> [Task statement]
Only the lines from the one containing "the white rectangular" through the end of the listing below belong in your answer; retype them exactly.

> [Working data]
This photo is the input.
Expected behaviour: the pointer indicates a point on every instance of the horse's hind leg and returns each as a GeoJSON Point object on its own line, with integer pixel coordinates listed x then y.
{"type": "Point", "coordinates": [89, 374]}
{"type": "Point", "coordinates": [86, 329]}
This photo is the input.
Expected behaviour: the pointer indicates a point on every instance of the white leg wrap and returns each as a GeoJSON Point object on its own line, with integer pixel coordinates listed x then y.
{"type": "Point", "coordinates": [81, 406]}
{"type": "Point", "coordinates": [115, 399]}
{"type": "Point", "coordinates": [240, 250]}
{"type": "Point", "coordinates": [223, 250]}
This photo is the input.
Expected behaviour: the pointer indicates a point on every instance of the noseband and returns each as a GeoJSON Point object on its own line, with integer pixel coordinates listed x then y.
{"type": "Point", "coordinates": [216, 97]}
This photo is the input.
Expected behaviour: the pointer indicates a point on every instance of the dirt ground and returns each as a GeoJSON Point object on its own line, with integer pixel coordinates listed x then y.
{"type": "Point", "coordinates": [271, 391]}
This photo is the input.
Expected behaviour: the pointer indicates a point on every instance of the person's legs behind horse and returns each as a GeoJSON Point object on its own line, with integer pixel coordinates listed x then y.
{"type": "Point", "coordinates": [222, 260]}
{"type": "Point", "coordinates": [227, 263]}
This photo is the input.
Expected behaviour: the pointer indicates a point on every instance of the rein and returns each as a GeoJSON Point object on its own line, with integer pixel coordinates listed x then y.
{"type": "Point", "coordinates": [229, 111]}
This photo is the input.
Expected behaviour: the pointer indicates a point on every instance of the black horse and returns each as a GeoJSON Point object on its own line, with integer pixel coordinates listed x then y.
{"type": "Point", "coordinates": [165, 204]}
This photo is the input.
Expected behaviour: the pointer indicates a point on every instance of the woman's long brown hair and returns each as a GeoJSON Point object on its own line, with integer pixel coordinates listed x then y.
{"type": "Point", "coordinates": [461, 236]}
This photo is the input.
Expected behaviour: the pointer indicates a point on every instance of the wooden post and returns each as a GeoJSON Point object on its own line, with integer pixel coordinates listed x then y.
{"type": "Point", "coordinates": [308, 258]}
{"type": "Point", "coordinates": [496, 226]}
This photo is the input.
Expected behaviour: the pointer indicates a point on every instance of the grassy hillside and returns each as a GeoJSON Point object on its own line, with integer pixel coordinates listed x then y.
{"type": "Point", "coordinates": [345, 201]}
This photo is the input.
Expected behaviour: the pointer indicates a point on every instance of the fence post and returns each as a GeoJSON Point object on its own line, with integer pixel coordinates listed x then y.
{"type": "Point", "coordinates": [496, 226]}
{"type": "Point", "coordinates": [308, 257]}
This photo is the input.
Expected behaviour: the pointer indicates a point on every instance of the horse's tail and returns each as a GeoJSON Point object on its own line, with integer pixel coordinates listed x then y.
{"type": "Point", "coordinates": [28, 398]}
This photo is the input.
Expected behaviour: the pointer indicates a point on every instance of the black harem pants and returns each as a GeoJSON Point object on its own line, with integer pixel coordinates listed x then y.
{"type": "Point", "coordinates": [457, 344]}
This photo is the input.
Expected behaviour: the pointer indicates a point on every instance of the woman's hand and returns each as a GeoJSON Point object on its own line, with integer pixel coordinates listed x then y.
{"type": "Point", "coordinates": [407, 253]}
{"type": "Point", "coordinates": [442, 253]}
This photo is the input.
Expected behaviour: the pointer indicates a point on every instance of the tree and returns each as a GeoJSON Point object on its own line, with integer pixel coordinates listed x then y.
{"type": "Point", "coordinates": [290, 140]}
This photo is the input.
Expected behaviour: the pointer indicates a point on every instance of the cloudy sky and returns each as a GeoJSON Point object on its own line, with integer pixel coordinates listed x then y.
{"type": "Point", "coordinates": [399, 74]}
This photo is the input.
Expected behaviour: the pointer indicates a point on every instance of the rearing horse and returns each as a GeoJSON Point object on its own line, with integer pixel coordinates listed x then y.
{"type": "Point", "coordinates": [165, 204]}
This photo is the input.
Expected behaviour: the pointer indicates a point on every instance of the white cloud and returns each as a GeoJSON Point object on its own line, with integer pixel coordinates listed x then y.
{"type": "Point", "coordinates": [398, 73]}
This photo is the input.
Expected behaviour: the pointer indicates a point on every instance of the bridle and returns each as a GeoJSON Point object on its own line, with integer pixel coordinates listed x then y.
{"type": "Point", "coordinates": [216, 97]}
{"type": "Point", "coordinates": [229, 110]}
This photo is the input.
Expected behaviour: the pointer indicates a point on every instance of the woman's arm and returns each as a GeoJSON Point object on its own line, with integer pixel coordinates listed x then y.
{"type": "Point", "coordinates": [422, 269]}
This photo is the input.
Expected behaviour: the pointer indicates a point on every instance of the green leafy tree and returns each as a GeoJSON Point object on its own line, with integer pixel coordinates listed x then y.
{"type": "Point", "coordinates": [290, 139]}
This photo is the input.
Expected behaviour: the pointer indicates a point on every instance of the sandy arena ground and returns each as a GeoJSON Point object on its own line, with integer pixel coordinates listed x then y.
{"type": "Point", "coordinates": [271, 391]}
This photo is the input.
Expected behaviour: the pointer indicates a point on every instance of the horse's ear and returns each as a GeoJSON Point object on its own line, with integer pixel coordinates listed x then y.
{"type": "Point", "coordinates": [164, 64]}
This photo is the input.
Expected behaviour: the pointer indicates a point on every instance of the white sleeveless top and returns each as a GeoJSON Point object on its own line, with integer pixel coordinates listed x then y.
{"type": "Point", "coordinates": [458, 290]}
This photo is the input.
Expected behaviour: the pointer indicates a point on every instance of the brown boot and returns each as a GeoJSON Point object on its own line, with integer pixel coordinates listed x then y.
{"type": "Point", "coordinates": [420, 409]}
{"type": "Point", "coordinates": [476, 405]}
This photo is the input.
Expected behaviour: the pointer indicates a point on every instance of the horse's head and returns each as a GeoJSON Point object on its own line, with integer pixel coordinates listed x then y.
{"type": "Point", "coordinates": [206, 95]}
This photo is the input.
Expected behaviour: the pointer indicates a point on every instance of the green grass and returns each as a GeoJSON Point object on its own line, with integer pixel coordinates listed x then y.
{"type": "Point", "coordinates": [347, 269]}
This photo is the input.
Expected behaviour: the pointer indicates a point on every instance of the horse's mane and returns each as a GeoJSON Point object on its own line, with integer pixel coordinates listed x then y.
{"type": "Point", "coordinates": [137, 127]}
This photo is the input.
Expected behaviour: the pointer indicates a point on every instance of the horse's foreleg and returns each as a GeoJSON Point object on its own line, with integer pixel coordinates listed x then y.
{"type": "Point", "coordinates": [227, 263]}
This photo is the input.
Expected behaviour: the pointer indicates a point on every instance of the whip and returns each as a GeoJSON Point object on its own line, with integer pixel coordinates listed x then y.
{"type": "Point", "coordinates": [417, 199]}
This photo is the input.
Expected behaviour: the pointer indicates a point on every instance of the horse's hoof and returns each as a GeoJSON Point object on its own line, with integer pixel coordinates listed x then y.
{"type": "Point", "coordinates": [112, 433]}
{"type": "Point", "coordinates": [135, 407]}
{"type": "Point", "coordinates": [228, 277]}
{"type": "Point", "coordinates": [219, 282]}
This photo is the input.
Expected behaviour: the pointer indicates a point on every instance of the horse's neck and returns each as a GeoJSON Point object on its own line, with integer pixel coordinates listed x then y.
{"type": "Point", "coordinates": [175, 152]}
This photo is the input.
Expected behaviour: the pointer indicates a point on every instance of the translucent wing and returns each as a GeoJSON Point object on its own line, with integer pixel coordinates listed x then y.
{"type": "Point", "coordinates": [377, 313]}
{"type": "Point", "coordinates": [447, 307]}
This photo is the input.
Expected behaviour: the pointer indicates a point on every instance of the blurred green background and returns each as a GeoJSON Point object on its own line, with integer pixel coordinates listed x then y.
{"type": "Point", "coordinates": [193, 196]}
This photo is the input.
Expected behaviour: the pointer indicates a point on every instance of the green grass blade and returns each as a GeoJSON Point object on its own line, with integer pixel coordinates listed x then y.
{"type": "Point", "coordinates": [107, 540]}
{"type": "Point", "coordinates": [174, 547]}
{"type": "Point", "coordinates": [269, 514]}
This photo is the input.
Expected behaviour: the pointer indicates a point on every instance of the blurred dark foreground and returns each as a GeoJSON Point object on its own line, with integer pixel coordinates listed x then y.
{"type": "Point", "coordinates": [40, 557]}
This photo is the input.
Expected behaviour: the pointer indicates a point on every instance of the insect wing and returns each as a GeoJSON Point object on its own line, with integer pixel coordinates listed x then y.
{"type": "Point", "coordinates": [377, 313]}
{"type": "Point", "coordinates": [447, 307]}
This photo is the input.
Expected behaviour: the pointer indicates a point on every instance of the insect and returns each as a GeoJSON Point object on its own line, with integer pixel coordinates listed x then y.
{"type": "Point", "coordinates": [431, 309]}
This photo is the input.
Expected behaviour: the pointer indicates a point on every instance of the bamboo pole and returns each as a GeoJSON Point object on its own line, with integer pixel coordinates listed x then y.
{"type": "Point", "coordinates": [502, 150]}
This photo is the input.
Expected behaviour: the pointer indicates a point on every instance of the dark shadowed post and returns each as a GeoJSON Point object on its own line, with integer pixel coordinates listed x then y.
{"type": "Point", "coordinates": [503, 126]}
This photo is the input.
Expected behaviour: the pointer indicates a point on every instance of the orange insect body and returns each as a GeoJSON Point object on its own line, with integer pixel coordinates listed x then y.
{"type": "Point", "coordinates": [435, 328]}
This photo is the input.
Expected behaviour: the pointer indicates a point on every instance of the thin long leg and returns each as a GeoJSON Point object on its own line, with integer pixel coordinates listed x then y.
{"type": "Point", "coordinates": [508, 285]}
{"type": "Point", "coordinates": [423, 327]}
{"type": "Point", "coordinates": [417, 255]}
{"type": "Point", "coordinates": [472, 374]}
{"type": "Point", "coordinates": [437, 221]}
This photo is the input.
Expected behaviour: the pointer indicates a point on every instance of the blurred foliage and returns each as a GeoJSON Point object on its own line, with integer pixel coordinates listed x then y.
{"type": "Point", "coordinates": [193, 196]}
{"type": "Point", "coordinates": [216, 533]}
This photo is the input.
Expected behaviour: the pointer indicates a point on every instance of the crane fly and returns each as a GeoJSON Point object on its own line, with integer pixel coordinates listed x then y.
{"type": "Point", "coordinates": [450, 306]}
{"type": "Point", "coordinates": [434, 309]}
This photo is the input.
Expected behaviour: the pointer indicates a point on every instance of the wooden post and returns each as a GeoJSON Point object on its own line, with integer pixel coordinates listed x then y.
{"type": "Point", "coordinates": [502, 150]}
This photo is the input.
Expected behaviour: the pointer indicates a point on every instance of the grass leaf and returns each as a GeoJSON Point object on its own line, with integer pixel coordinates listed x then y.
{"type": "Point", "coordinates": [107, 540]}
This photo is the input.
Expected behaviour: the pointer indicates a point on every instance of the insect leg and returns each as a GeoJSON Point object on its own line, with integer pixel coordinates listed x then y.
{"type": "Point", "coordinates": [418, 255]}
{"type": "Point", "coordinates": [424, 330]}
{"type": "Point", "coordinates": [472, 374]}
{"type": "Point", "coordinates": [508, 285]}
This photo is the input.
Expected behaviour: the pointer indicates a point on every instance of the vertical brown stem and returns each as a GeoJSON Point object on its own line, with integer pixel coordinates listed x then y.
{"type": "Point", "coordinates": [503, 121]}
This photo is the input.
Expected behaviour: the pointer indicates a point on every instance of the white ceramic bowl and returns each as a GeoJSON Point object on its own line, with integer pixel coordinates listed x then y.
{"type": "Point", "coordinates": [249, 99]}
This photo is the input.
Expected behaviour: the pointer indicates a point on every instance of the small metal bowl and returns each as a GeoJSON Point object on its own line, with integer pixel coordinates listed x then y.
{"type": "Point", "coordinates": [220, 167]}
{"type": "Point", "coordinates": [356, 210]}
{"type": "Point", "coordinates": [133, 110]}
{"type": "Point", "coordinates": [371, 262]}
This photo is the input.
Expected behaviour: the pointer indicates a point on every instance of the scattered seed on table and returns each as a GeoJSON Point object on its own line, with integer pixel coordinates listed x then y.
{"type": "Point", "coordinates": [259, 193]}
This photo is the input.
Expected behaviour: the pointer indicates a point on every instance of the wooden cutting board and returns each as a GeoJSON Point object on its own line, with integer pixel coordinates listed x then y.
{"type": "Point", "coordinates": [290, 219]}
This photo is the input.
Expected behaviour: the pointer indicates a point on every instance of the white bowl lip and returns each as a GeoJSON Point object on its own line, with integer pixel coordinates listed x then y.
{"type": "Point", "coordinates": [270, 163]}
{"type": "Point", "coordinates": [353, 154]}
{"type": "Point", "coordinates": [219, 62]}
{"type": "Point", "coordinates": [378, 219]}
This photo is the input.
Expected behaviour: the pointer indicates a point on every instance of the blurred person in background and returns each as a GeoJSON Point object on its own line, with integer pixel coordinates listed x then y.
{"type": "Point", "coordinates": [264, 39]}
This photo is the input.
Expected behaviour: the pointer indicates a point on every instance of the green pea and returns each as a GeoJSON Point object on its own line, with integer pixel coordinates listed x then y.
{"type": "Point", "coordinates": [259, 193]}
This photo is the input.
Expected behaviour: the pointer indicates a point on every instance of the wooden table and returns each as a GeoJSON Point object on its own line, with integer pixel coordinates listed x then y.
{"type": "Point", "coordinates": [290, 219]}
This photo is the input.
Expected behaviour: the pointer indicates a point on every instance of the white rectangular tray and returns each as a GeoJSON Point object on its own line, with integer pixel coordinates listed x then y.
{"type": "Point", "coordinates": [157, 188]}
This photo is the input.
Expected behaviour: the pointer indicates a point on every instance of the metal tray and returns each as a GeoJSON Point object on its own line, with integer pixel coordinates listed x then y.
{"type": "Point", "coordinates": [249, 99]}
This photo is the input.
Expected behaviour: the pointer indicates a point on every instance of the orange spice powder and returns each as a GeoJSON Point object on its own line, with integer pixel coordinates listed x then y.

> [Response box]
Expected behaviour: the pointer indicates a point on every instance of the white rectangular tray and returns each as a GeoJSON Point object on its own line, with integer pixel coordinates listed x then y.
{"type": "Point", "coordinates": [157, 188]}
This photo is the input.
Expected behaviour: the pointer indicates a point on every instance of the metal tray and returns each as a GeoJSON Point object on its own line, with integer pixel coordinates listed x then y.
{"type": "Point", "coordinates": [249, 99]}
This photo is the input.
Expected behaviour: the pointer indicates a point on every instance of the orange spice powder and returns each as a GeoJSON Point object on its own line, with integer pixel coordinates listed x then y.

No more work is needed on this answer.